[Saved entries]
=== Begin Enclosure ===
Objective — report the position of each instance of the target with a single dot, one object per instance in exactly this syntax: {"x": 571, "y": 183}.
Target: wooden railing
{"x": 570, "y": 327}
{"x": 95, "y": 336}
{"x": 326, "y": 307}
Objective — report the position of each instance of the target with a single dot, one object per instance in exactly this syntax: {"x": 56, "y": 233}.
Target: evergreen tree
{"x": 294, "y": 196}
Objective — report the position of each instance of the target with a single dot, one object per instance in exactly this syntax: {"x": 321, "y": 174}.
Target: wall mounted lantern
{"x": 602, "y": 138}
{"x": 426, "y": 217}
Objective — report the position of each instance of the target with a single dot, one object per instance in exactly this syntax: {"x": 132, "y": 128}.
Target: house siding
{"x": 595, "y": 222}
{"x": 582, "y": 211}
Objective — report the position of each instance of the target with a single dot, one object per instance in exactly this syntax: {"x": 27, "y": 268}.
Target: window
=== End Enclosure ===
YOUR ASSIGNMENT — Write out the data once more, word for word.

COMPLETED EXERCISE —
Objective — report the position of each instance of the target with a single dot, one object per instance in exactly this syntax: {"x": 571, "y": 183}.
Target: wooden railing
{"x": 570, "y": 327}
{"x": 95, "y": 336}
{"x": 326, "y": 307}
Objective — report the position of each instance of the target with a single dot, one object per instance in exactly this syntax: {"x": 56, "y": 233}.
Target: evergreen tree
{"x": 294, "y": 196}
Objective — report the position of each instance of the target with a single dot, one object per instance in exactly this syntax: {"x": 321, "y": 174}.
Target: wall mounted lantern
{"x": 602, "y": 138}
{"x": 426, "y": 217}
Objective — report the position of each instance of the target with a single dot, one object per instance in exactly this syntax: {"x": 132, "y": 128}.
Target: house siding
{"x": 595, "y": 222}
{"x": 582, "y": 211}
Objective — report the position of each instance of the target with a single dot, one object per instance in exactly this syntax: {"x": 27, "y": 268}.
Target: window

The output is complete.